My AI Called Me Human-Brain-Bound

For the past few weeks, I’ve been down a rabbit hole. The mission? A personal knowledge project that had me relearning Linux, wrangling Python environments, and generally feeling like a tech newbie again. But this time I wasn't alone. My project partner in this venture was Google's latest Gemini 2.5 Pro (I realise there are many other powerful ones, but amazingly this one via AI Studio is currently available at no extra cost if you have a gmail account), and our collaboration was one of the most fun learning experiences I've ever had.

We've all gotten used to bossing AI around. "Summarise this." "Write that email." "Tell me a joke." (Q. Why do programmers prefer dark mode? A. Because light attracts bugs!) Groan.

But what happens if you stop treating AI like an intern and start treating it more like a helpful colleague? Things can get interesting.

I found that when we hit dead ends together we could re-architect new solutions by riffing off each other's ideas. At times the AI would get confused, and I learned to restart our sessions when our chat history got ridiculously long (over 120,000 tokens, for the curious - it doesn't take as long as you think to hit those limits!).

At one point, while I was waiting for a data process to finish, the AI said to me: "Yes, absolutely.

This is the perfect time to work in parallel. The ingestion process is I/O and CPU/GPU bound, but our development work is human-brain-bound." "Human-brain-bound."

Cheeky AI blighter! I scoffed and laughed out loud. But...maybe it was right. Partly in retribution for its comment, I then spun up three different project development sessions at once to see if my AI collaborator could keep up. Ha - take that! Despite its immense power, it humorously struggled to keep up with all three, proving that even advanced AI has its own "Oh, wait" moments. The little mistakes it made along the way were annoying and amusing at the same time - one of my favourite instances was when it apologised for a mistake by saying, "Ah sorry— that’s one of my classic copy-paste errors—I forgot a parenthesis." Wait. What? Really?

This experience taught me a few things about moving beyond simple prompts:

Shifting from simple answer prompting to interactive collegiate partnering doesn't just make work more productive; it makes it more fun. It turns problem-solving into a dynamic, creative dance between human ingenuity and artificial intelligence.

But rest assured I won't be forgetting the movies and for sure I will NOT be treating Gemini Pro like a human partner. I'm not tempted to go down a HER rabbit hole. And partly for this reason I don't use the voice interface at all for my project work. I need the distancing that the keyboard gives me, and maybe it's me, but I find the keyboard interface more natural for "computer" types of projects.

So...I suggest having a go at changing how you prompt to make it more of an interactive dialogue and try it out on a project idea - the results might just surprise—and delight—you.

PS - it is not perfect - every session generated errors which had to be debugged. But it was good at that, and I found the personal learning and satisfaction with progressing my project rapidly made up for that. What's been your experience?

Aim of the exercise>
Copy the post about collaborating with an AI from "We've all gotten" to "can get interesting.", putting "assistant" in place of "intern".

[Stored dataset entries]

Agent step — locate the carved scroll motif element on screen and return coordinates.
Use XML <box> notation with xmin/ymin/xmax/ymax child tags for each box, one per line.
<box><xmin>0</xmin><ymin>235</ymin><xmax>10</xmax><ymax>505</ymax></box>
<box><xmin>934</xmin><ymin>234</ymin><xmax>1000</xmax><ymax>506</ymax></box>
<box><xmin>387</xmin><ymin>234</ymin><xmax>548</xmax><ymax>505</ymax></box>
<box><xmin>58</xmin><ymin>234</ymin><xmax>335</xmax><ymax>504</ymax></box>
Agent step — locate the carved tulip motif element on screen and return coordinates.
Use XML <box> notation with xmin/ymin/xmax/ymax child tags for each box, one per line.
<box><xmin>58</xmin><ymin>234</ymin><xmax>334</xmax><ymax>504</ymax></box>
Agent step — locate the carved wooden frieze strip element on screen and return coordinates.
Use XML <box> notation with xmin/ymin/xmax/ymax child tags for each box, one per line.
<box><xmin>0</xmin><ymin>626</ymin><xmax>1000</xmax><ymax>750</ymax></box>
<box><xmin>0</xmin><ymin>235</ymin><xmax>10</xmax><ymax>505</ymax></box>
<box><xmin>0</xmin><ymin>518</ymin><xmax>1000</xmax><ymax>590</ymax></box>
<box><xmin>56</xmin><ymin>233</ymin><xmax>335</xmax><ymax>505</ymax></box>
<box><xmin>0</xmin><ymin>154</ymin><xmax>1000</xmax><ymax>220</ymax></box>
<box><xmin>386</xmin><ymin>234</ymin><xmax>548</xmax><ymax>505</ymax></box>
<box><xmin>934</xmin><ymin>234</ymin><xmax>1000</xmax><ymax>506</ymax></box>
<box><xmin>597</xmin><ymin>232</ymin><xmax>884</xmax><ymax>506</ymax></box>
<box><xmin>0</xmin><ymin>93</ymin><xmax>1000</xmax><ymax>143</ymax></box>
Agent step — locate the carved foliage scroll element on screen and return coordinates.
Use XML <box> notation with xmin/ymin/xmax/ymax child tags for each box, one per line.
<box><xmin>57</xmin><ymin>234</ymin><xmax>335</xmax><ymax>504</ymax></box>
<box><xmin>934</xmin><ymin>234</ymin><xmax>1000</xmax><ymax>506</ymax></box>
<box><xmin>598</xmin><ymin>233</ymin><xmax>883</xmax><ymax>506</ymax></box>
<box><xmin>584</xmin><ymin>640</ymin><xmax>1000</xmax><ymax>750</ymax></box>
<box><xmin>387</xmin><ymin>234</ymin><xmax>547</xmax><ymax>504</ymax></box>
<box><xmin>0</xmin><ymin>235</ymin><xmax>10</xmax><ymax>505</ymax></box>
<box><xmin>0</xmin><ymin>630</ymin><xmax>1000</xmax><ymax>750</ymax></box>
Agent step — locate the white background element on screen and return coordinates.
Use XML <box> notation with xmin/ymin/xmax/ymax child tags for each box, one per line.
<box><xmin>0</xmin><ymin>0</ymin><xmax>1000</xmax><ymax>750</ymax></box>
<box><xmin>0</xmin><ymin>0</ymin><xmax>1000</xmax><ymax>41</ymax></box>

Solution for this task>
We've all gotten used to bossing AI around. "Summarise this." "Write that email." "Tell me a joke." (Q. Why do programmers prefer dark mode? A. Because light attracts bugs!) Groan.

But what happens if you stop treating AI like an assistant and start treating it more like a helpful colleague? Things can get interesting.